◆ **EXTRACTED TEXT**
------
DOUBLE PRECISION,DIMENSION(1,1000000)::M_list
DOUBLE PRECISION,DIMENSION(20000,20000)::X,Y,z_m_z_x,z_m_z_y,dist_z_m_z,alpha_x, alpha_y, sub_alpha_x, sub_alpha_y
DOUBLE PRECISION,DIMENSION(2,1000000)::zeta_list
DOUBLE PRECISION,ALLOCATABLE,DIMENSION(:,:)::sub_zeta_list
INTEGER::i,myid,ntasks,ierror,n_elements,chunk,t1,t2,clock_rate,clock_max,required,provided


call MPI_INIT_THREAD(MPI_THREAD_SERIALIZED,provided,ierror)
call MPI_COMM_RANK(MPI_COMM_WORLD, myid, ierror)
call MPI_COMM_SIZE(MPI_COMM_WORLD, ntasks, ierror)

if (myid==0) then
	call system_clock ( t1, clock_rate, clock_max )
end if 

open(10,file='/home/h1352888/Fortran_Test/10000points_5000grid/M_list.bin',form='UNFORMATTED',access='STREAM')
------
◆ **RECORDS SUPPLIED**
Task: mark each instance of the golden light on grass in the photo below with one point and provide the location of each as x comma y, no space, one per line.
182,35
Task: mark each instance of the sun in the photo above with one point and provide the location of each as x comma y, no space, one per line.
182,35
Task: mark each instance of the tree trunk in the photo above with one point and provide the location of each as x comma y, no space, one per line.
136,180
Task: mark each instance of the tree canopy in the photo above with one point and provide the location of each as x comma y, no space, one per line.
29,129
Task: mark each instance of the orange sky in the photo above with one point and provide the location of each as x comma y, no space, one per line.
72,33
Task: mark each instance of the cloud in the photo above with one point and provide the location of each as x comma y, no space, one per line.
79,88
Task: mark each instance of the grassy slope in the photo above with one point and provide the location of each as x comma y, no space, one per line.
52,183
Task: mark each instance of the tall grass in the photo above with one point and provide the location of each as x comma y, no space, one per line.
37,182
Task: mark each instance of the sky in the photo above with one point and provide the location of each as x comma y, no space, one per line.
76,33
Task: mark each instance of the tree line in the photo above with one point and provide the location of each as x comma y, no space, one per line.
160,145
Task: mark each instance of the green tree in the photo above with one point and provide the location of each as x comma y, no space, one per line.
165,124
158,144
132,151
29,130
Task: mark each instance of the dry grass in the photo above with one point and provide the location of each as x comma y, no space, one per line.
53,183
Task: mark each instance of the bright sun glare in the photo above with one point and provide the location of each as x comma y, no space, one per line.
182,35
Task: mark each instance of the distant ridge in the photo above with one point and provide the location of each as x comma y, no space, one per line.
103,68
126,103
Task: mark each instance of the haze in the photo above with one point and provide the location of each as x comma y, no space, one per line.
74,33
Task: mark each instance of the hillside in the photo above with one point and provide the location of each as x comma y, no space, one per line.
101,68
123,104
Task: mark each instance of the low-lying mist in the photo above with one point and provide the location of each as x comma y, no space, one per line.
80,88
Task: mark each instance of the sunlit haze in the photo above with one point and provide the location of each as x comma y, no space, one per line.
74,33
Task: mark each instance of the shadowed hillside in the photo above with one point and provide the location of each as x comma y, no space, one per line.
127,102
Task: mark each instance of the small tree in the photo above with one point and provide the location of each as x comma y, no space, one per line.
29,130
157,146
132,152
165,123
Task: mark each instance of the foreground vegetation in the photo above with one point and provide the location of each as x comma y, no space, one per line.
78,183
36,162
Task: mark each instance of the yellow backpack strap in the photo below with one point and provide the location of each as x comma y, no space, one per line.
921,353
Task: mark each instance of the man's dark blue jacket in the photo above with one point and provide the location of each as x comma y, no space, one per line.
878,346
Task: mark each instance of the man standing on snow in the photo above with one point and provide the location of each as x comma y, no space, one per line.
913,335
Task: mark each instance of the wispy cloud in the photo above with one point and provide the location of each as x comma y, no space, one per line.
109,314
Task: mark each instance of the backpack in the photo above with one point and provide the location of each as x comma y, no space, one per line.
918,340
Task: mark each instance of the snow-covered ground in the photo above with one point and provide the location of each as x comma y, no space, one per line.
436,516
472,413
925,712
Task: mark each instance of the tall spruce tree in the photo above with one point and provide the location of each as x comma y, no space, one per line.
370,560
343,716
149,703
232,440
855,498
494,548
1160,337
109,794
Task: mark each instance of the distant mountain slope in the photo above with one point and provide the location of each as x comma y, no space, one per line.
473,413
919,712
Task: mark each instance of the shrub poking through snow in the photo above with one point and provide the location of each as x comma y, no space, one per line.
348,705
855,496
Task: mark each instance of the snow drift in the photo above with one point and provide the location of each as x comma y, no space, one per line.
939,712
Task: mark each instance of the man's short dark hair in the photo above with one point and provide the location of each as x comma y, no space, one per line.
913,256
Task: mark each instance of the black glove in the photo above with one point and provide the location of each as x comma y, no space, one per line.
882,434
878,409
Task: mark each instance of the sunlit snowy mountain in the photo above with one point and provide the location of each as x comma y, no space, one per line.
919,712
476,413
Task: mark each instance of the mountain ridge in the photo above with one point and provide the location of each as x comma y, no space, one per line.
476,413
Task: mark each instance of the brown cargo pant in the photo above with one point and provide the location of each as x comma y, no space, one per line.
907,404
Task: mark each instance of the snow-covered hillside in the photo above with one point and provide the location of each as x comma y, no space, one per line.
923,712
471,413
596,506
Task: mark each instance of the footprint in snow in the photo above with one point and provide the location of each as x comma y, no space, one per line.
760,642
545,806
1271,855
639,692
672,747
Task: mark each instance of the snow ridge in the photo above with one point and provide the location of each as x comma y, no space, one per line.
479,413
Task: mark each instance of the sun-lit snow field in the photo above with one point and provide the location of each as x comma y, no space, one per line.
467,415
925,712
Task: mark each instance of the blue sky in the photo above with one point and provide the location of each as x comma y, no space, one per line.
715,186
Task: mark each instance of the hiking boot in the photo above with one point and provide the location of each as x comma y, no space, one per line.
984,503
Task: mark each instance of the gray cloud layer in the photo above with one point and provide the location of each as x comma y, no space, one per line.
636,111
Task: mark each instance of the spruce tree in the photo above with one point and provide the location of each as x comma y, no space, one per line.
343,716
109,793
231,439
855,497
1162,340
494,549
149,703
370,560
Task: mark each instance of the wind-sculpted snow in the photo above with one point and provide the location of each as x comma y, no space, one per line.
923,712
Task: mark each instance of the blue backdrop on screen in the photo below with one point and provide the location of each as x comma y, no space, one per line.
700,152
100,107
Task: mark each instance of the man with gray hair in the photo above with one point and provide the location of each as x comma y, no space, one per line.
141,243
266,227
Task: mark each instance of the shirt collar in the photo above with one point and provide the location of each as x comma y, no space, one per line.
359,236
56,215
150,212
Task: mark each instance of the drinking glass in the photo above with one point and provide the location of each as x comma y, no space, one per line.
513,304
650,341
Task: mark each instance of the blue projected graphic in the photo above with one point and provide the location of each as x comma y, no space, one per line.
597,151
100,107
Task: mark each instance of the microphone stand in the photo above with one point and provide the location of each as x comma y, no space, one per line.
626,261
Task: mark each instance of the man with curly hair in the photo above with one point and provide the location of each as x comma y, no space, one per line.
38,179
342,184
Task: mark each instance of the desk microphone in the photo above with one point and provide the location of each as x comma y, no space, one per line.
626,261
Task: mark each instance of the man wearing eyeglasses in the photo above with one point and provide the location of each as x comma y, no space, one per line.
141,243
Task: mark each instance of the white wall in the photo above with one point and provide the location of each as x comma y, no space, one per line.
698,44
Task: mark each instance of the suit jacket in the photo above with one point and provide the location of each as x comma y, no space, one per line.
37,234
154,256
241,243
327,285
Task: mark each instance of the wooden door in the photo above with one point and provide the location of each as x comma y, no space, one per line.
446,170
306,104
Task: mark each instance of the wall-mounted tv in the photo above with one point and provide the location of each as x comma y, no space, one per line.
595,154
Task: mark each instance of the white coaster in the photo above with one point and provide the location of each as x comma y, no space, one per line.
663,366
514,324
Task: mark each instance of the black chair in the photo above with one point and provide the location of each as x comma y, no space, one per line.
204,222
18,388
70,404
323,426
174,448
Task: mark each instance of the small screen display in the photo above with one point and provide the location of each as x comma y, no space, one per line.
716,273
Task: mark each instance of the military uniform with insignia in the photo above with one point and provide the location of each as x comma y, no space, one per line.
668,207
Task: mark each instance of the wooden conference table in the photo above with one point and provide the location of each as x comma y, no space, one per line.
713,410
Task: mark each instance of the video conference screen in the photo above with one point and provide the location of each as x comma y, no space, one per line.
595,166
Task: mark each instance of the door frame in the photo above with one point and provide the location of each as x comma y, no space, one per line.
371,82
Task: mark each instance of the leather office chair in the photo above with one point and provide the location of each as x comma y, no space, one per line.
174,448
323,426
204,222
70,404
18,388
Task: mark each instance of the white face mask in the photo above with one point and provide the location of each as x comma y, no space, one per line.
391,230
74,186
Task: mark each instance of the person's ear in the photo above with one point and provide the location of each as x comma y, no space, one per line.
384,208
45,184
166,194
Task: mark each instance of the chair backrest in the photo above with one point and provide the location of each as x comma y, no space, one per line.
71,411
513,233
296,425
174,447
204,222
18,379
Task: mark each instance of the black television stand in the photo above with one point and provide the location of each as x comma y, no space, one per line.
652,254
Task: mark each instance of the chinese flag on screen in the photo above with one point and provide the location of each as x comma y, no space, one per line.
------
◆ **STATED TASK**
Continue the Fortran MPI program from its last line, the one that opens M_list.bin.

◆ **ANSWER TO THIS EXERCISE**
open(9,file='/home/h1352888/Fortran_Test/10000points_5000grid/zeta_list.bin',form='UNFORMATTED',access='STREAM')
open(8,file='/home/h1352888/Fortran_Test/10000points_5000grid/X.bin',form='UNFORMATTED',access='STREAM')
open(7,file='/home/h1352888/Fortran_Test/10000points_5000grid/Y.bin',form='UNFORMATTED',access='STREAM')

read(10)M_list
read(9)zeta_list
read(8)X
read(7)Y


alpha_x = 0
alpha_y = 0 
sub_alpha_x = 0 
sub_alpha_y = 0 
z_m_z_x = 0
z_m_z_y = 0 
dist_z_m_z = 0 
n_elements = size(zeta_list,1)*size(zeta_list,2)
chunk = n_elements/ntasks
allocate(sub_zeta_list(2,chunk/2))
sub_zeta_list = 0 

!The final output arrays are alpha_x and alpha_y which are obtained from their sub_ counterparts via the loop.

call MPI_Scatter(zeta_list,chunk,MPI_DOUBLE_PRECISION,sub_zeta_list,chunk,MPI_DOUBLE_PRECISION,0,MPI_COMM_WORLD,ierror)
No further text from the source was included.